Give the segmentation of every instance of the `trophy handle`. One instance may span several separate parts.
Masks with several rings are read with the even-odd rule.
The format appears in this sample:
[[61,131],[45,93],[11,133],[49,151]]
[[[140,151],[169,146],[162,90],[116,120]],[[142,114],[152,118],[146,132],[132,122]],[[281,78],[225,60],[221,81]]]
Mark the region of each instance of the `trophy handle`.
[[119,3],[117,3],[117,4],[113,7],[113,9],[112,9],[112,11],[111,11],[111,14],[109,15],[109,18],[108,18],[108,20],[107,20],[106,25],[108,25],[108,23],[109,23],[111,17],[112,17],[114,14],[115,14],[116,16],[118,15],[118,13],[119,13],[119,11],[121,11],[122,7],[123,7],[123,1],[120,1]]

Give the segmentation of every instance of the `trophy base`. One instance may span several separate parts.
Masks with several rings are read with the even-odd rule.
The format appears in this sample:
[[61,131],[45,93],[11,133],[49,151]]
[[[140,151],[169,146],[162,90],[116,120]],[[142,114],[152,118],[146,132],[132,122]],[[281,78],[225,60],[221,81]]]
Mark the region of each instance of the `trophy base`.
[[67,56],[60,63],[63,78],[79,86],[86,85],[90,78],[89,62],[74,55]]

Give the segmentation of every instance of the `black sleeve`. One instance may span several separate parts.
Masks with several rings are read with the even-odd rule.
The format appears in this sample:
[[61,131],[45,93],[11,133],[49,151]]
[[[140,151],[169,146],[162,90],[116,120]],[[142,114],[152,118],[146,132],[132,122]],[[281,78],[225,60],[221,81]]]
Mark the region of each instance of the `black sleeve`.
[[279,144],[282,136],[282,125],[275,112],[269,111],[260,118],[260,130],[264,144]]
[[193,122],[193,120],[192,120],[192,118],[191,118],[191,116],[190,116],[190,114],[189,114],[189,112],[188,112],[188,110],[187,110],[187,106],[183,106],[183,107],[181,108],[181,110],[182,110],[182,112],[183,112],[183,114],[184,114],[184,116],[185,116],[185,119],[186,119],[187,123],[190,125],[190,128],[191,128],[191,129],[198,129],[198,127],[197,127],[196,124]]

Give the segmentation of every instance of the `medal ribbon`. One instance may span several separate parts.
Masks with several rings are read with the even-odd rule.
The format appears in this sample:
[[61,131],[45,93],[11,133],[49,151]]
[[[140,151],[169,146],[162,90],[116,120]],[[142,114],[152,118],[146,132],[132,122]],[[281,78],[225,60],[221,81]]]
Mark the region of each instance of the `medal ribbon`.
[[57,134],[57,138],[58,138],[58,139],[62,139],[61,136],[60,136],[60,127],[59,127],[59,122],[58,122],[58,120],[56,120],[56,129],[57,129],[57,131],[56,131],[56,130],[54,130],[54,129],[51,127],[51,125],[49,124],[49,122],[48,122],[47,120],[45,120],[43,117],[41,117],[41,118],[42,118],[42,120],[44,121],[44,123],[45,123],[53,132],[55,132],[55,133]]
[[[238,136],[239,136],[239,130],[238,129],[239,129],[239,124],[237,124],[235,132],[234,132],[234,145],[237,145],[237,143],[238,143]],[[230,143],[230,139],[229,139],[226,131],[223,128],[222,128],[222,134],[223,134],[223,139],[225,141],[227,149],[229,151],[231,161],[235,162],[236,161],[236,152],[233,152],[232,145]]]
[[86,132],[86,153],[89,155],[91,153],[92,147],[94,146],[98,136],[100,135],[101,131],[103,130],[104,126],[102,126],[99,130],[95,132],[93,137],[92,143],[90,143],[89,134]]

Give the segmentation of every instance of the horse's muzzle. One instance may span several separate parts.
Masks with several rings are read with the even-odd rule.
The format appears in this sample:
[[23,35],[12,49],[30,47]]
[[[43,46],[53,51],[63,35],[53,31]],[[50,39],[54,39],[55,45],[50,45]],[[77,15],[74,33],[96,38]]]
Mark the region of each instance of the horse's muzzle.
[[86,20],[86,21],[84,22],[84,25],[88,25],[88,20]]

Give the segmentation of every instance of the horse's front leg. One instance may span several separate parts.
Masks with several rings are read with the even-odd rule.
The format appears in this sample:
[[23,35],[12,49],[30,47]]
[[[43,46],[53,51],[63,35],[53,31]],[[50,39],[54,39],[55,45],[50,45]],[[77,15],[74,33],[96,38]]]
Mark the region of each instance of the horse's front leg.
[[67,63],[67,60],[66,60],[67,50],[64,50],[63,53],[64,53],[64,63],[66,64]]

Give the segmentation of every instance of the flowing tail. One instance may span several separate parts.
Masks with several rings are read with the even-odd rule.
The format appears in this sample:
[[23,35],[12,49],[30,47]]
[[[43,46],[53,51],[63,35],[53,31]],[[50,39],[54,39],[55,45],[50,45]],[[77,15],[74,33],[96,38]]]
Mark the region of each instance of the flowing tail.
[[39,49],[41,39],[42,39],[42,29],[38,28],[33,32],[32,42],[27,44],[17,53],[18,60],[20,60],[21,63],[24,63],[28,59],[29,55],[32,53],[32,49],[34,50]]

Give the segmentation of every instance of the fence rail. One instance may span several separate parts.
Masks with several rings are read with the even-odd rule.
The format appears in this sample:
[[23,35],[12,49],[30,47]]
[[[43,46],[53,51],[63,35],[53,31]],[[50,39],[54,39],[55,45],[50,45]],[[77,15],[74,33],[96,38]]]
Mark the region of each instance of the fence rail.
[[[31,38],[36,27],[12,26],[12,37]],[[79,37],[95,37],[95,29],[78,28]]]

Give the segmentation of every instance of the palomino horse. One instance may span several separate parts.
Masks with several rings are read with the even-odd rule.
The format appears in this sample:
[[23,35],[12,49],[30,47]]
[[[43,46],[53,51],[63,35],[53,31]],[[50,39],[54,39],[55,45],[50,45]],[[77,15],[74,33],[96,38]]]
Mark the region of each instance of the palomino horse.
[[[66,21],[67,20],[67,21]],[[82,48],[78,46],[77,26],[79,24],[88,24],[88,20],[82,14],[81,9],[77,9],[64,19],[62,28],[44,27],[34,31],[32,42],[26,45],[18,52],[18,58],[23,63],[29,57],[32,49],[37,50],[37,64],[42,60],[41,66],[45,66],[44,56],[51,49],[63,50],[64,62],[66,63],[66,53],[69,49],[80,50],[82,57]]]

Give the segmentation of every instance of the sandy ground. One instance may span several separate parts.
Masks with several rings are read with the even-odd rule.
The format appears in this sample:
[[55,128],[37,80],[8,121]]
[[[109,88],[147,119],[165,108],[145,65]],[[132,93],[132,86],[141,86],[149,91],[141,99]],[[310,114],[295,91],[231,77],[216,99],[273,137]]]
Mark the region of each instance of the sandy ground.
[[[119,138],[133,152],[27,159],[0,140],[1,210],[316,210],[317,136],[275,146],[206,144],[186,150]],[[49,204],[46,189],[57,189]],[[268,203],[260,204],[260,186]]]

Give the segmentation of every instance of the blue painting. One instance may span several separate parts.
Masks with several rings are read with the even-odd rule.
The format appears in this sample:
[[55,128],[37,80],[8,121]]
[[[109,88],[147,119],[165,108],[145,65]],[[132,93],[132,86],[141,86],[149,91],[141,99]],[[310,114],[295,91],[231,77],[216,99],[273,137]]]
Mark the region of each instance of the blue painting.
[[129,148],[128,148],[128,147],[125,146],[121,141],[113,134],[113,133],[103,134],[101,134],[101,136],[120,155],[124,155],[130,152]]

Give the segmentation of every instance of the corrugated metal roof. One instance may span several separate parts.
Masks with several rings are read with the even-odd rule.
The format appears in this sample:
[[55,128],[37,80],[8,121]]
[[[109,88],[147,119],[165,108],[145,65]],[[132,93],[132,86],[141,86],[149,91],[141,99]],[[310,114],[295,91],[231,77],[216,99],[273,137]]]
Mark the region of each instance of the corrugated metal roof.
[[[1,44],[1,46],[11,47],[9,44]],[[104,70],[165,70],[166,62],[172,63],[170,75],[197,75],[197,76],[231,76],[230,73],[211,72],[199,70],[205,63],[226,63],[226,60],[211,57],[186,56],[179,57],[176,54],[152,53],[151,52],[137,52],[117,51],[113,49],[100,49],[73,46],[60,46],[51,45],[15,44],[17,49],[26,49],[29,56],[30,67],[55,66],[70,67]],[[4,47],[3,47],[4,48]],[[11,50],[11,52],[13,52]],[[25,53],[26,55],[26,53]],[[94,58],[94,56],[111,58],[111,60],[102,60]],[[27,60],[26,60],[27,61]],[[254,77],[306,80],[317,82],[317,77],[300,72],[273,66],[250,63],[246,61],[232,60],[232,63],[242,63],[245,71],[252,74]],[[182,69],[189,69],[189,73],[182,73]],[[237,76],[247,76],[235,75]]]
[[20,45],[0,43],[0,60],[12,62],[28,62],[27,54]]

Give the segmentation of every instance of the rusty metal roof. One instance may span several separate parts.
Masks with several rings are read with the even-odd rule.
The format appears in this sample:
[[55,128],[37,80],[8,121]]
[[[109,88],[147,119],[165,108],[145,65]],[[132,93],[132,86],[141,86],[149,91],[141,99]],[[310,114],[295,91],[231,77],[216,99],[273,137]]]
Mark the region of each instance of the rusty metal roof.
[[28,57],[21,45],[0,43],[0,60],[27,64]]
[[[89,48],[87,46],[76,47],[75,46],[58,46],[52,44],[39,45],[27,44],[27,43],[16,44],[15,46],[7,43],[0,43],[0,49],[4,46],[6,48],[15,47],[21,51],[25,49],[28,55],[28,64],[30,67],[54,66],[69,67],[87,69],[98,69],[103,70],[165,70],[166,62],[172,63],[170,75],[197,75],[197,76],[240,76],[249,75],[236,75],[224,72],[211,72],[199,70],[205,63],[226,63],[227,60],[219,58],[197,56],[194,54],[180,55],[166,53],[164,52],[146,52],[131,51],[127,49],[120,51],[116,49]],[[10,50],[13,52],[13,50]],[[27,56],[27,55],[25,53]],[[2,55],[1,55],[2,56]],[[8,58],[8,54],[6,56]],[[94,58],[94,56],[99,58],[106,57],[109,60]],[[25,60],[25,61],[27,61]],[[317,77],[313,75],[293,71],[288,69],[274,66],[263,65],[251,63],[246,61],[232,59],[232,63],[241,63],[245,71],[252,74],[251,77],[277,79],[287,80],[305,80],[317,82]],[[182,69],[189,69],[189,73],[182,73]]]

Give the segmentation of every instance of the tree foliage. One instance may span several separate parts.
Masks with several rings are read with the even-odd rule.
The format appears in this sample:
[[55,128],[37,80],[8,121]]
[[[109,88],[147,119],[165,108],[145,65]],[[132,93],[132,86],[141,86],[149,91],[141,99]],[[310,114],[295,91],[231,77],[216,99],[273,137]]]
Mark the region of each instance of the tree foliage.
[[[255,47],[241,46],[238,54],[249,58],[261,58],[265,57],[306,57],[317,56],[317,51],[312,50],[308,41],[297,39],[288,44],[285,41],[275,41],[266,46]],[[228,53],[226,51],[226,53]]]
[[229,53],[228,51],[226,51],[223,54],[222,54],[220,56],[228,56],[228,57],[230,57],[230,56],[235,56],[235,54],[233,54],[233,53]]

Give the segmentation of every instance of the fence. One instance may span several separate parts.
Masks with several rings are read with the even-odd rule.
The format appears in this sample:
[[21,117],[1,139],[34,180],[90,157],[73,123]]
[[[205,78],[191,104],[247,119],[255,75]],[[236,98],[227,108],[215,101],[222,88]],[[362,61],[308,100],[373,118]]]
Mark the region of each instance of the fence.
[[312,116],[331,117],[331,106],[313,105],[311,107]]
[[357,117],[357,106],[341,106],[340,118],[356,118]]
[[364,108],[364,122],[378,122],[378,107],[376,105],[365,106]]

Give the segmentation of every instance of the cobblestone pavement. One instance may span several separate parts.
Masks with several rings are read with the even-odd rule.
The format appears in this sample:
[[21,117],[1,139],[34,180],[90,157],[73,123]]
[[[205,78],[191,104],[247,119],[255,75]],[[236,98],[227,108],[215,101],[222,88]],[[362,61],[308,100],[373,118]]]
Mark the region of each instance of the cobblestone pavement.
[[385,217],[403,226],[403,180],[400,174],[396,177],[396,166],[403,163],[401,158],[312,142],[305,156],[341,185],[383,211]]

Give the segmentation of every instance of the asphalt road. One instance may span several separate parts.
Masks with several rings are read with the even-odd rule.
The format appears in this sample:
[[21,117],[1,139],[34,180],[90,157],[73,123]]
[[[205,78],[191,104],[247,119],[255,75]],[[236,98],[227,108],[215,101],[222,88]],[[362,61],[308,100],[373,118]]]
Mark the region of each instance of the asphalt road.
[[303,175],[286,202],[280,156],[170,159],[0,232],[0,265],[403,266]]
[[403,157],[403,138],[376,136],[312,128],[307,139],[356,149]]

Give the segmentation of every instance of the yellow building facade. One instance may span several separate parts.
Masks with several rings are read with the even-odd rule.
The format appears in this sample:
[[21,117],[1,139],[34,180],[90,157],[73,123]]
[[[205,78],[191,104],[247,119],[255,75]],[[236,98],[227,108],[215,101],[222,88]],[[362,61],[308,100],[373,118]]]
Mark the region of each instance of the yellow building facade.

=-=-=-=-=

### Exercise prompt
Can you rewrite the lines of the records, starting at the line that contains "Give the segmentation of every instance of the asphalt" and ending at the end of the records, as a Markdown table with the columns Row and Line, leaving out blank lines?

### Worked solution
| Row | Line |
|---|---|
| 1 | Give the segmentation of every instance of the asphalt road. One instance may span several separate parts. |
| 2 | Masks with several rings are read with the even-odd rule. |
| 3 | The format appears in this sample: |
| 4 | [[21,117],[1,139],[34,180],[90,157],[73,123]] |
| 5 | [[[205,78],[191,104],[247,119],[255,75]],[[236,98],[227,108],[215,101],[222,88]],[[362,61],[308,100],[373,118]]] |
| 6 | Mark the region of each instance of the asphalt road. |
| 7 | [[303,175],[286,202],[280,156],[170,159],[0,232],[0,265],[403,266]] |
| 8 | [[403,157],[403,138],[376,136],[312,128],[307,139],[356,149]] |
| 9 | Give the segmentation of every instance of the yellow building facade. One instance may span several separate parts. |
| 10 | Masks with several rings are read with the even-odd rule. |
| 11 | The format appears in this sample: |
| 12 | [[21,117],[1,139],[34,180],[90,157],[73,123]] |
| 13 | [[[205,78],[191,104],[247,119],[255,75]],[[236,98],[227,108],[215,101],[222,88]],[[362,61],[308,100],[373,118]]] |
| 14 | Mark the region of each instance of the yellow building facade. |